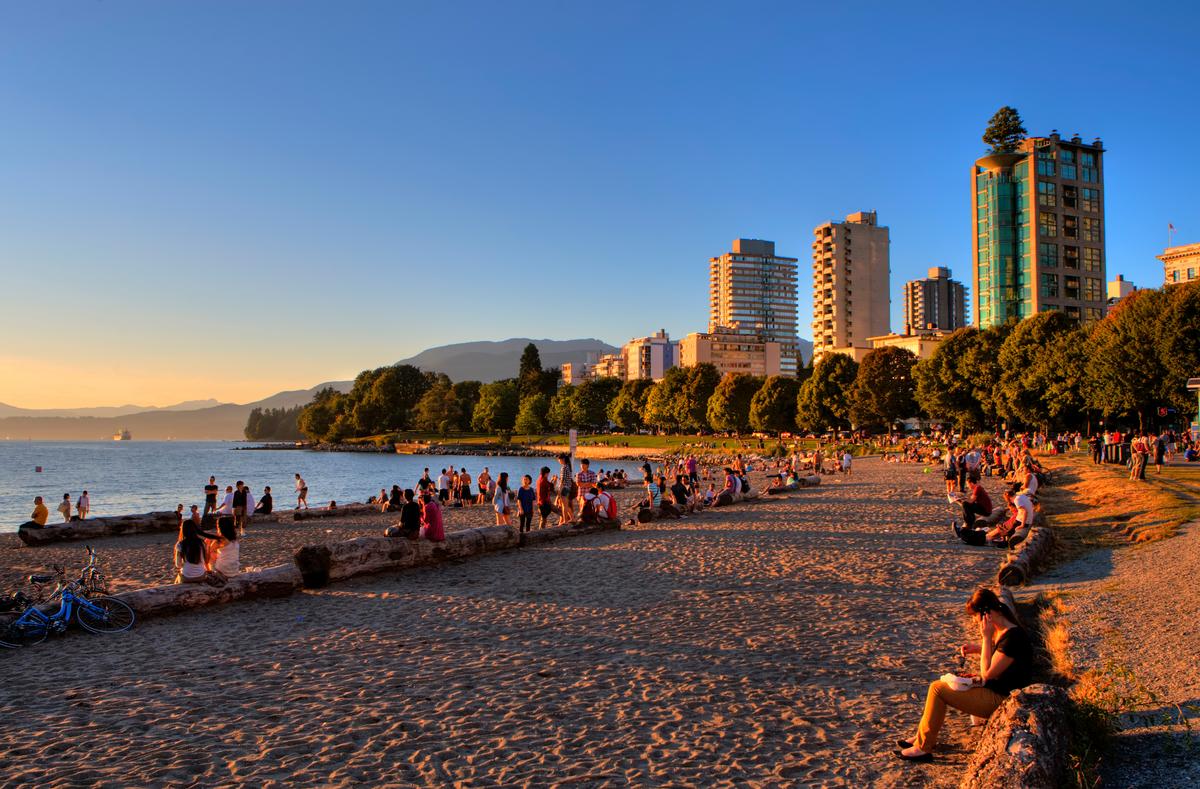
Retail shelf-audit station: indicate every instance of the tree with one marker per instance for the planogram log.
(883, 389)
(532, 416)
(663, 401)
(592, 399)
(438, 409)
(317, 419)
(497, 409)
(561, 414)
(625, 410)
(691, 409)
(773, 407)
(529, 380)
(1005, 131)
(1125, 367)
(1029, 369)
(467, 393)
(823, 401)
(729, 408)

----

- **About this exercise**: Before duplicating the entries above, strip out the pictures and keep the rest exact.

- **Answer to the exercise**:
Retail shelf-audit station: indicate every instance of the tree with one marker per instance for the planogram log.
(883, 389)
(532, 416)
(663, 401)
(592, 399)
(438, 409)
(317, 419)
(497, 409)
(561, 414)
(625, 410)
(691, 409)
(773, 407)
(529, 380)
(1005, 131)
(1125, 367)
(1029, 369)
(467, 393)
(823, 401)
(729, 408)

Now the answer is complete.